Goodbye...Walter...I love you....


----------



## Immortal Flame (Sep 10, 2008)

This manga has been one helluva ride. It's just sad to think that the next one is the last chapter. 

Oh well. R.I.P. Walter.


----------



## spaZ (Sep 10, 2008)

Its pretty much one arc through the whole thing though. Ahh sad to see it end.


----------



## Freija (Sep 10, 2008)

Geg said:


> I find it funny how pretty much every character in the series except Seras and Integra has died.
> 
> Hamlet: The Manga



Heinekel is alive.


----------



## Fran (Sep 10, 2008)

Epic Chapter.
Can't believe we're approaching the end of the run. I feel it's rather hurried.


----------



## Freija (Sep 10, 2008)

I'm buying the last issue 


I hope I get in the last 10 that'll get it though T_T


Edit: check who is on the list


----------



## uncanny_sama (Sep 10, 2008)

lol peter                   .


----------



## Freija (Sep 10, 2008)

XD I was slightly unnecessary picking EMS as the transport, but meh, worth it.


----------



## Agmaster (Sep 10, 2008)

So who besides me chose walter as the most badass so long ago in the poll?  I am validated.


----------



## Freija (Sep 12, 2008)

I chose Alucard like.... 3 years ago


----------



## Mr. Stud Muffin (Sep 12, 2008)

So this comes to an end...


----------



## Freija (Sep 12, 2008)

It's been an awesome ride.


----------



## KLoWn (Sep 12, 2008)

Freija is Chillin' said:


> It's been an awesome ride.


We still got the OVA left, that's gonna be an even more awesome ride


----------



## Freija (Sep 12, 2008)

Yeah, and The Dawn.


----------



## E (Sep 12, 2008)

o noes, the dream is [almost] ovar! 


sup freija


----------



## Freija (Sep 12, 2008)

Nm nm, you ?

And what was your previous nick ?


----------



## E (Sep 12, 2008)

working and trying to chill


my previous name wasn't too different, it was [E]


----------



## Freija (Sep 13, 2008)

thought so


----------



## DELAHK (Sep 15, 2008)

Well, at least we have the OVAS. 

Thank you Kouta its been 10 sweet years.

And the rest... is silence.


----------



## Freija (Sep 15, 2008)

Indeed, *silence*


----------



## Muk (Sep 15, 2008)

wait new chapter???? or what?


----------



## Freija (Sep 15, 2008)

nope, not yet.


----------



## Muk (Sep 15, 2008)

damn and i thought all the activity was about new chapter


----------



## Freija (Sep 15, 2008)

Last chapter will be out in a few weeks T_T


I've ordered it from Hiranomoe's thing they had going, linked it earlier.


So awesome <3


----------



## DELAHK (Sep 16, 2008)

Release date: 30th september am I right?


----------



## Freija (Sep 16, 2008)

I think so.


----------



## Freija (Oct 1, 2008)

Where'd you find the spoilers ?


----------



## WolfeyesVIII (Oct 1, 2008)

^Hiranomoe forums.

For the record, from what I've heard they've been confirmed at three other places (mostly JP blogs)


----------



## Freija (Oct 1, 2008)

Can you post them here ? couldn't find them on Hiranomoe 


and still 2 days until my copy arrives.


----------



## WolfeyesVIII (Oct 1, 2008)

Pretty much....

____________

AIM 1 - For each statement, say yes or no as to whether the forum thread supports it, and quote the exact words that decide it: (a) One poster states that Heinekel is alive. (b) E's previous nick was very different from the current one. (c) Freija's pick years ago was Walter.
AIM 2 - Duplicate the forum thread word for word from "I've ordered it" to "am I right?".
Rely on the forum thread alone, with no outside knowledge.

(Segmentation dataset lines)
____________

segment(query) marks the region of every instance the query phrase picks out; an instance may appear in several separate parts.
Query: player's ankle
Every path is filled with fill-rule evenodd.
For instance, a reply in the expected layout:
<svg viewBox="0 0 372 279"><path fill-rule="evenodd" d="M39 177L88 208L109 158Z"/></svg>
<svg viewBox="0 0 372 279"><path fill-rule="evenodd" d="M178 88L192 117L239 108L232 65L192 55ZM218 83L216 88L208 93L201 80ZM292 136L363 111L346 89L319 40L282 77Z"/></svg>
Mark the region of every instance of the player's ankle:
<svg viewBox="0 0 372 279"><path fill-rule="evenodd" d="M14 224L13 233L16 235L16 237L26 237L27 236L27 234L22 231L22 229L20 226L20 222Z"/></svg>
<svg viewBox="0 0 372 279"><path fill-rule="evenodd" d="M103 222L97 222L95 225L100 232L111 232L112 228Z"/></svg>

____________

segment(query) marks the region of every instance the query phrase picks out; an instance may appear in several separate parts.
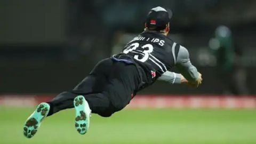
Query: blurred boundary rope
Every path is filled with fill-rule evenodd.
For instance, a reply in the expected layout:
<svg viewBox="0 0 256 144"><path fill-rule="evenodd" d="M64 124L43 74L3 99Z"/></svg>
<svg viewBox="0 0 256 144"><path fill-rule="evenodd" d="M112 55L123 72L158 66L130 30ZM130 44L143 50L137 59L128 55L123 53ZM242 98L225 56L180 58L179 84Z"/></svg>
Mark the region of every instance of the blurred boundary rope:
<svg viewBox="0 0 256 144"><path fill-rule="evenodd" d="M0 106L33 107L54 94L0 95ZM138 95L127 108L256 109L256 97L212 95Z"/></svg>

____________

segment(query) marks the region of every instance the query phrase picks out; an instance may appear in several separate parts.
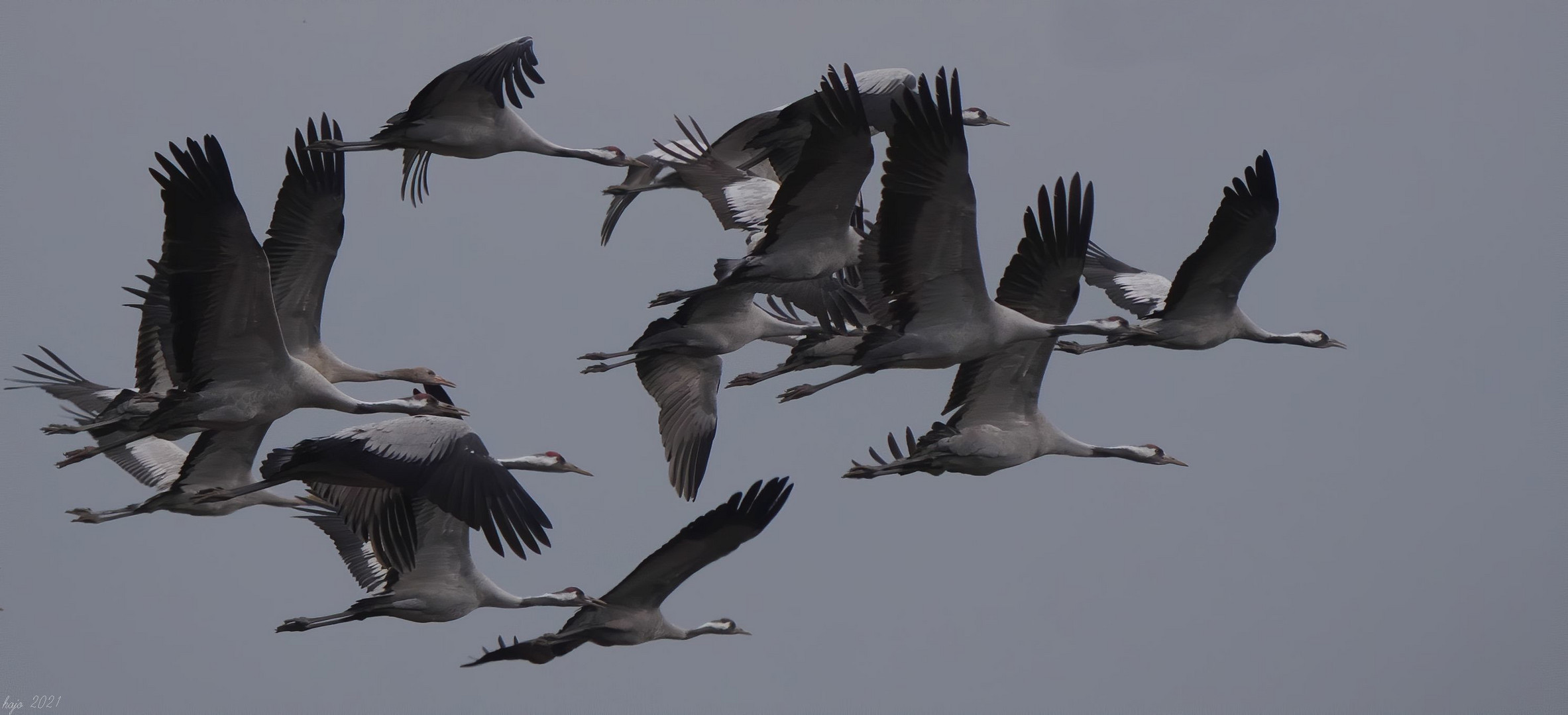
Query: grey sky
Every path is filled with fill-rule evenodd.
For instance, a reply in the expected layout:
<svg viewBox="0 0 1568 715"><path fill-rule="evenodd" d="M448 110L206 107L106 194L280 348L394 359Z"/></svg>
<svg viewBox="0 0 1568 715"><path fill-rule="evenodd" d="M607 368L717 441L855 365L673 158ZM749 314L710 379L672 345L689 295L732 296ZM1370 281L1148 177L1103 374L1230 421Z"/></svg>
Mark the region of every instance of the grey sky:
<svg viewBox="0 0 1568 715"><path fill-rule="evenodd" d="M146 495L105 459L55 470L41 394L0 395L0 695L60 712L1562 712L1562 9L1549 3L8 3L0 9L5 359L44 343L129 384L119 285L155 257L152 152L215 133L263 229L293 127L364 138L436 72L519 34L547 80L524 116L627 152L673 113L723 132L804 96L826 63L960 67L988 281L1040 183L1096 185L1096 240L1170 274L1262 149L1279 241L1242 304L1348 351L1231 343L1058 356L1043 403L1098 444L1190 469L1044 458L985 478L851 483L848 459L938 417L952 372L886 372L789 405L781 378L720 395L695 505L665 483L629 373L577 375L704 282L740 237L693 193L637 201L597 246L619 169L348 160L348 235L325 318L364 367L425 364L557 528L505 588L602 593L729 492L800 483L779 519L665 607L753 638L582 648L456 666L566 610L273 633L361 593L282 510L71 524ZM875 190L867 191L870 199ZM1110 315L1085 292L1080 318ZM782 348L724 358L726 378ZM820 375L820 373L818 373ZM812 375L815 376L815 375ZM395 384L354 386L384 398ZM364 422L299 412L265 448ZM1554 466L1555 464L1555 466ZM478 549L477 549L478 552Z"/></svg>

____________

EXPECTED ANSWER 1 -
(a) Yes: "Heinekel is alive."
(b) No: "my previous name wasn't too different, it was [E]"
(c) No: "I chose Alucard like.... 3 years ago"

EXPECTED ANSWER 2 -
I've ordered it from Hiranomoe's thing they had going, linked it earlier.


So awesome <3


----------



## DELAHK (Sep 16, 2008)

Release date: 30th september am I right?